It is not a fundamental or unlimited good.  It is an approximate good  
in limited circumstances and context.  Much evil has been done in the  
name of "altruism".  Sometimes it seems to me that much evil would be  
avoided if people weren't so keen to pull on the mantle of "saving"  
or "uplifting" all of humanity.  Ask first whether what you are doing  
is a good and compelling thing that you would do for yourself and  
those who understand it.  Ask if doing it for that limited group is  
compelling enough to get you to take action.  If it is not then  
dressing it up as being for all of humanity will not improve it or  
even necessarily energize you.  It will simply make it vastly more  
dangerous.  It is much more difficult to remain honest when out to  
save the world.

>   Given a different environment of evolutionary
> adaptation -- or an imminent environment of rapid technological change
> -- charity may be seen and evaluated differently.

Yep.

>
> Certain values become increasingly shared because they work, meaning
> they persist and grow.  These increasingly shared values are the basis
> of our morality, what we tend to agree is good.

....

### [DIRECTION]
Carry on the passage about altruism and shared values from its last line, in the same voice.

....

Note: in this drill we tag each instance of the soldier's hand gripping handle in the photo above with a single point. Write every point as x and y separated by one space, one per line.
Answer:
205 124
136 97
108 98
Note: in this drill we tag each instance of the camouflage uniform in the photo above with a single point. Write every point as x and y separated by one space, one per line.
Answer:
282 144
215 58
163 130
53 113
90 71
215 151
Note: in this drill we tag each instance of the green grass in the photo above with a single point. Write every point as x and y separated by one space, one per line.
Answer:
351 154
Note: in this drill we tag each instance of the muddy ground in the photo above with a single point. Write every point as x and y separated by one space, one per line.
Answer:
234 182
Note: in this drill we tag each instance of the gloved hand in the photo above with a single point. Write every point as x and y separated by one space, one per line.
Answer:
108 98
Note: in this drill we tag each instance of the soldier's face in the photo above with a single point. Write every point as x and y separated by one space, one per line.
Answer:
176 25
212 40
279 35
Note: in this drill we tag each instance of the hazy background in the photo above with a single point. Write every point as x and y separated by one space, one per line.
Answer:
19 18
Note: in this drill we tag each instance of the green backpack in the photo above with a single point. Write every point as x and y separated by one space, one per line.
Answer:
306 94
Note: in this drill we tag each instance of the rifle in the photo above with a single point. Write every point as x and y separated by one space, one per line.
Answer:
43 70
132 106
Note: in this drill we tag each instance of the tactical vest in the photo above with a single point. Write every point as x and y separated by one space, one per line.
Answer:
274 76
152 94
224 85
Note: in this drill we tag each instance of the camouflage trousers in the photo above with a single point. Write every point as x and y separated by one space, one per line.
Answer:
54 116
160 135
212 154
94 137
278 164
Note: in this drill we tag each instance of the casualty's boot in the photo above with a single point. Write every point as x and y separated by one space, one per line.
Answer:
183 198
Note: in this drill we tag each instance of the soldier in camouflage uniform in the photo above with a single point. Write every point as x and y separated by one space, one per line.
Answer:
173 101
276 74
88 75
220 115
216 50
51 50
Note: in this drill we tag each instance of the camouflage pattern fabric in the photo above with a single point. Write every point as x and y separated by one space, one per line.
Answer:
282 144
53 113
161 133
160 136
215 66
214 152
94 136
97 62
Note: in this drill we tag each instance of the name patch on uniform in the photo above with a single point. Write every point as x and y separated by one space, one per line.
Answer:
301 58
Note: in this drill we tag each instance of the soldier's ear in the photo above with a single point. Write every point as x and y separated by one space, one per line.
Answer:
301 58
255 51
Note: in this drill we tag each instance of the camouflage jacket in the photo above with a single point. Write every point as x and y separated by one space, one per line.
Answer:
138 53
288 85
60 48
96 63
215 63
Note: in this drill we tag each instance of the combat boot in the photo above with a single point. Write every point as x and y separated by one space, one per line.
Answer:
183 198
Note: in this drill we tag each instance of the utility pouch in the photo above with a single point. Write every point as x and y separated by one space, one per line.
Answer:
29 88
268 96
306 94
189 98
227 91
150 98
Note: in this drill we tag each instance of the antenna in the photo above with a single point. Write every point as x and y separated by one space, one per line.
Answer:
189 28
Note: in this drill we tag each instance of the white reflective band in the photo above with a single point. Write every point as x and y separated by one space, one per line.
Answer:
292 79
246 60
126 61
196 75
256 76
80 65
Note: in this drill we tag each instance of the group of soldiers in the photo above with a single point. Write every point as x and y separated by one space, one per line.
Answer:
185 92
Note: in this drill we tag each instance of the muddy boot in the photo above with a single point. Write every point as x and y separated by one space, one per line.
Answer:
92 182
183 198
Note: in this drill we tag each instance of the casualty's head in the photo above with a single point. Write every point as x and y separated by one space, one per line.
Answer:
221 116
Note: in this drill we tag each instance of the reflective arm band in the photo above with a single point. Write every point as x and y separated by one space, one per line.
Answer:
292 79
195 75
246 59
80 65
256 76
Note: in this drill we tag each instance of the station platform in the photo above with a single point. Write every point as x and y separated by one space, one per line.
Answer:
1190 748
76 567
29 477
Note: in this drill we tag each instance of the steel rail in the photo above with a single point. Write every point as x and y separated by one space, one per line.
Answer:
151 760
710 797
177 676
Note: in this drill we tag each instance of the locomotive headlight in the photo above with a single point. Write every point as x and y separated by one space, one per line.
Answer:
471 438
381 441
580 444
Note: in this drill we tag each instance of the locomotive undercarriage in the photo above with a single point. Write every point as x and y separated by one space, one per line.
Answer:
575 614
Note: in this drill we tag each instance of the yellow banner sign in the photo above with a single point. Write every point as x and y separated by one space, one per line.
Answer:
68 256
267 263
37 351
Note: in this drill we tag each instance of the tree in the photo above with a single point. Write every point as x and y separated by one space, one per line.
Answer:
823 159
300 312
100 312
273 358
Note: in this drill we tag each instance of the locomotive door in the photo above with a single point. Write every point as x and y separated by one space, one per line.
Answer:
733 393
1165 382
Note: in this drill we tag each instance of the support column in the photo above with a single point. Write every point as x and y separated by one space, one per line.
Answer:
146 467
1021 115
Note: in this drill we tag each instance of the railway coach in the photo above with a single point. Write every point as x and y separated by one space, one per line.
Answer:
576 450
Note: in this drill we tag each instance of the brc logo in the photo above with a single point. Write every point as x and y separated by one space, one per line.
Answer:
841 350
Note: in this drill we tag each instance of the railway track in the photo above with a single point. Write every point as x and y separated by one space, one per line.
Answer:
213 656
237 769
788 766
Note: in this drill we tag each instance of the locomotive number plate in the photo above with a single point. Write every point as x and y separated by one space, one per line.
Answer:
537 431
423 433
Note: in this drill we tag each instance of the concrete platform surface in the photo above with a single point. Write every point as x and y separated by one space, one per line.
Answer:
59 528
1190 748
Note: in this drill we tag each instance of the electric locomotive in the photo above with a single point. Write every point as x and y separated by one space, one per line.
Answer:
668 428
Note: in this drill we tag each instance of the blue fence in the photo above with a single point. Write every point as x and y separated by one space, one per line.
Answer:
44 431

....

### [ANSWER TO THE EXERCISE]
>

This seems to say that certain values persist and grow because they  
persist and grow.  And that the ones that persist and grow we agree  
are good.  But this is surely not a valid way to determine what is  
good.  It is an average across humanity with its current limitations.

> Certain actions are considered good, to the extent that they promote
> our increasingly shared values.
>
> What can we do?  We can continue to build a framework of social
> decison-making that increases our awareness of our increasingly shared
> subjective values, and that increases our increasingly objective
> instrumental knowledge applied to the promotion of those values.
>

How about knowledge applied to the examination of those values as not  
necessarily benign or leading to our transhuman goals?